→ Exercise 1:
Decide whether each statement below agrees with the passage on quantum technology. For each, answer yes or no and quote the words of the passage that decide it.
(a) Richard Feynman first proposed the concept of a quantum computer in 1981.
(b) The United States has taken the lead in quantum communications.
(c) The best supercomputers today can handle a trillion operations per second.

Effectively harnessed, quantum technologies could spur innovation, scientific discovery, economic growth, and opportunity. In sheer human impact, some of the breakthroughs that could be unlocked by quantum machines rival those that are now projected to come from AI. For this reason, it is especially important that the technology is developed in open societies, with clear guardrails in place to ensure that it is used for benevolent purposes.

Winning the quantum race will not be easy. China has already taken the lead in some areas such as quantum communications, and in the coming years, focused American innovation and leadership will be critical to maintain US competitiveness. The United States and its international partners will need to commit far more resources to bring their quantum projects to fruition, and they will have to develop quantum industries and a strong quantum supply chain to support these projects.

If the United States and its allies fail to make these efforts a central strategic goal and policymaking priority, they could lose diplomatic influence, military might, and the ability to provide oversight of a powerful new technology. They could also miss out on the chance to forge a new path for economic and societal progress.

The concept of a quantum computer was first proposed by the theoretical physicist and Nobel laureate Richard Feynman in 1981. Feynman came of age during the dawn of quantum mechanics, when scientists began to recognise that atoms, electrons, light, and other sub-nanoscale objects, building blocks for everything in the universe, obey fundamentally different rules than the objects of everyday life. Feynman’s insight was that to truly understand the quantum mechanical world, and the general workings of the universe itself, it would be necessary to build a computer that operates according to the same laws. In the more than four decades since, computers following the “classical” design have transformed the world.

Today, pocket-sized mobile phones today are a million times as powerful as the bulky desktop personal computers of the 1980s.

Moore’s law, the prediction that the number of transistors on a computer chip would double every two years, has continued to broadly hold true in the semiconductor industry, despite multiple predictions of its demise. And the best supercomputers today can handle a quintillion, that is, a billion billion, operations per second. Yet as this revolution continues to mature, it has become increasingly clear that some computations are and will remain beyond even the best classical computers.This is because existing computer technologies are constrained by the basic premise on which they operate. All forms of classical computing, whether an abacus, a personal laptop, or a high-performance cluster of machines in a national security facility, follow Boolean logic. In this system, the basic unit of information is a bit, which is an object that assumes one of two states, conventionally referred to as 0 or 1.

→ Rows:

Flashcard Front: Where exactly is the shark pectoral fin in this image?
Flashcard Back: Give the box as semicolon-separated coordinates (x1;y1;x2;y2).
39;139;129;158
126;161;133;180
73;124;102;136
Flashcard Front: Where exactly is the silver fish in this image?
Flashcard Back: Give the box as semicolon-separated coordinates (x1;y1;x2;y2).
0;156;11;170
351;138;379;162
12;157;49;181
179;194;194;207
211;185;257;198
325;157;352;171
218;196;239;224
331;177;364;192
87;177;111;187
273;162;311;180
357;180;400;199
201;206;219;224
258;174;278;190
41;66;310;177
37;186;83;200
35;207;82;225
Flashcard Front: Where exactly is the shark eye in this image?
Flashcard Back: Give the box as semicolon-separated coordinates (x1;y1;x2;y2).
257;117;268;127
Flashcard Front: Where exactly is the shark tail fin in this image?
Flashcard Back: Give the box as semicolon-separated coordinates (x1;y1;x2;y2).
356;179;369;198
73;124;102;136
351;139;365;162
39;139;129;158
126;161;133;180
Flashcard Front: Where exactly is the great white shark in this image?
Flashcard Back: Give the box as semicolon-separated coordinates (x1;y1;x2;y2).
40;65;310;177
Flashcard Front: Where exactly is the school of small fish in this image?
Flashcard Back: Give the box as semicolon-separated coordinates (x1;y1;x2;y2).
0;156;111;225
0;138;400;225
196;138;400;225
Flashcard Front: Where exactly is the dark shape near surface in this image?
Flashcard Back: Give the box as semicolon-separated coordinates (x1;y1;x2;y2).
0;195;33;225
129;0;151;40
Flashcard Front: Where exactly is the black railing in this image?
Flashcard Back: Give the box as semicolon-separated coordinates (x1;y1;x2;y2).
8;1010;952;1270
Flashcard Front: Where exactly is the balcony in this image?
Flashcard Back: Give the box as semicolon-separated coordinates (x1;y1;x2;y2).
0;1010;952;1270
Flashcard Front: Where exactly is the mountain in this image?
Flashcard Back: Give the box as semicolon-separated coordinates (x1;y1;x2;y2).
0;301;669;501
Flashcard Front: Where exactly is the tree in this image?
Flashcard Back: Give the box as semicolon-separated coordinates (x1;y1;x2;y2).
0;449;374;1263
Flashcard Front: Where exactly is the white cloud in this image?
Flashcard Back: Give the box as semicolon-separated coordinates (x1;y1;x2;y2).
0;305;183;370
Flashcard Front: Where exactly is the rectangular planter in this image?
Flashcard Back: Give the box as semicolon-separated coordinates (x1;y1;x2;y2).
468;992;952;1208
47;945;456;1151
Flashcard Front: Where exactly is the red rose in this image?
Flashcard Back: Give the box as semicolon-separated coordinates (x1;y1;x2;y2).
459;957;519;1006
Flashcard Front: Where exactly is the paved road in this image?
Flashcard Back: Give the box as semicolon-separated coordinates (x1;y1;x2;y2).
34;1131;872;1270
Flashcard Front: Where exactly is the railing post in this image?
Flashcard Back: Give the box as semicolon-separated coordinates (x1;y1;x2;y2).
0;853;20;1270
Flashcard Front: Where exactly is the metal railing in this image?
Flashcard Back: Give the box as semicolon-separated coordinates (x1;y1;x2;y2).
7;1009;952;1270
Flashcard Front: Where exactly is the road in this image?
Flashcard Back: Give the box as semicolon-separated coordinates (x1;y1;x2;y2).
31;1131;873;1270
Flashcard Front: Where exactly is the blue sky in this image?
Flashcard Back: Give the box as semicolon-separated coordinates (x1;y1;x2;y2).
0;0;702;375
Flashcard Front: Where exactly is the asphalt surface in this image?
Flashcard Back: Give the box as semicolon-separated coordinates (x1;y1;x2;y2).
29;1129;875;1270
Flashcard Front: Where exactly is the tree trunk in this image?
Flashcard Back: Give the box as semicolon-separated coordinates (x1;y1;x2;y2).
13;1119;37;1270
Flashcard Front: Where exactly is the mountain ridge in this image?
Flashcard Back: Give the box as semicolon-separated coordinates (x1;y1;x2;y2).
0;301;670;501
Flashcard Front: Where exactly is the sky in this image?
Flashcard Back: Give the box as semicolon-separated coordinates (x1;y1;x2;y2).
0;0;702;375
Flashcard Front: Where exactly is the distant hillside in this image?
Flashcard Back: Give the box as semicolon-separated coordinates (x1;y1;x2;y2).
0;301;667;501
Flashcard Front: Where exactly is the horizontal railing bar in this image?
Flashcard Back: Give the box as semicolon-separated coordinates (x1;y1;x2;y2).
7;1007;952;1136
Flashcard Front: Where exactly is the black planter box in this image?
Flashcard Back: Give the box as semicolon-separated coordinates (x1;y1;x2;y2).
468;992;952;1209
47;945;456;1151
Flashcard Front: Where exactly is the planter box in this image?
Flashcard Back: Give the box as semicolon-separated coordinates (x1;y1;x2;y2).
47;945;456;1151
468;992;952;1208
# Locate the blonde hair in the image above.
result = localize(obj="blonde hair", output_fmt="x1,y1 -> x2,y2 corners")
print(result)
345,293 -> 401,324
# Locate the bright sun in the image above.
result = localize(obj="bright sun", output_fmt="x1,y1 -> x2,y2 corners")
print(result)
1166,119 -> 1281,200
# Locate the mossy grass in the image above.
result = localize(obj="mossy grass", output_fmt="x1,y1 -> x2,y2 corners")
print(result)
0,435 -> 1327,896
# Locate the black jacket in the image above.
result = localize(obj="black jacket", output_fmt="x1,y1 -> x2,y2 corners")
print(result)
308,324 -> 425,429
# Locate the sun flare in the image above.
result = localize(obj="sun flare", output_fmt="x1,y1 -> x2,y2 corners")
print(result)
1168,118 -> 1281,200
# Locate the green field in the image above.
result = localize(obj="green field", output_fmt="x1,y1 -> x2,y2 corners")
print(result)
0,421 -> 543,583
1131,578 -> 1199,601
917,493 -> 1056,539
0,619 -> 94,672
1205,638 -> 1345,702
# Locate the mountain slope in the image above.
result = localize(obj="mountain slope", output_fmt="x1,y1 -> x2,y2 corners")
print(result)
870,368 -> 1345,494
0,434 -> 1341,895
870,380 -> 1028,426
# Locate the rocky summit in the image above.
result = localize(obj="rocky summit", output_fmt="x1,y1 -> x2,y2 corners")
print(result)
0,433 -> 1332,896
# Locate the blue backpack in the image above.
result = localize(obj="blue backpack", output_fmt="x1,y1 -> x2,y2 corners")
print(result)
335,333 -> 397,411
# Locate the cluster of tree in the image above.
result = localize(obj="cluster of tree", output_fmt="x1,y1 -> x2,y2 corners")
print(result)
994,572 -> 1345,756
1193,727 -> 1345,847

→ Exercise 2:
Please repeat the records word for word, starting at the line with "# Locate the cluster" and continuing through the last line of the records.

→ Worked solution 1:
(a) Yes: "The concept of a quantum computer was first proposed by the theoretical physicist and Nobel laureate Richard Feynman in 1981."
(b) No: "China has already taken the lead in some areas such as quantum communications"
(c) No: "the best supercomputers today can handle a quintillion, that is, a billion billion, operations per second."

→ Worked solution 2:
# Locate the cluster of tree in the image above.
result = localize(obj="cluster of tree", output_fmt="x1,y1 -> x2,y2 corners")
print(result)
994,572 -> 1345,756
1193,727 -> 1345,847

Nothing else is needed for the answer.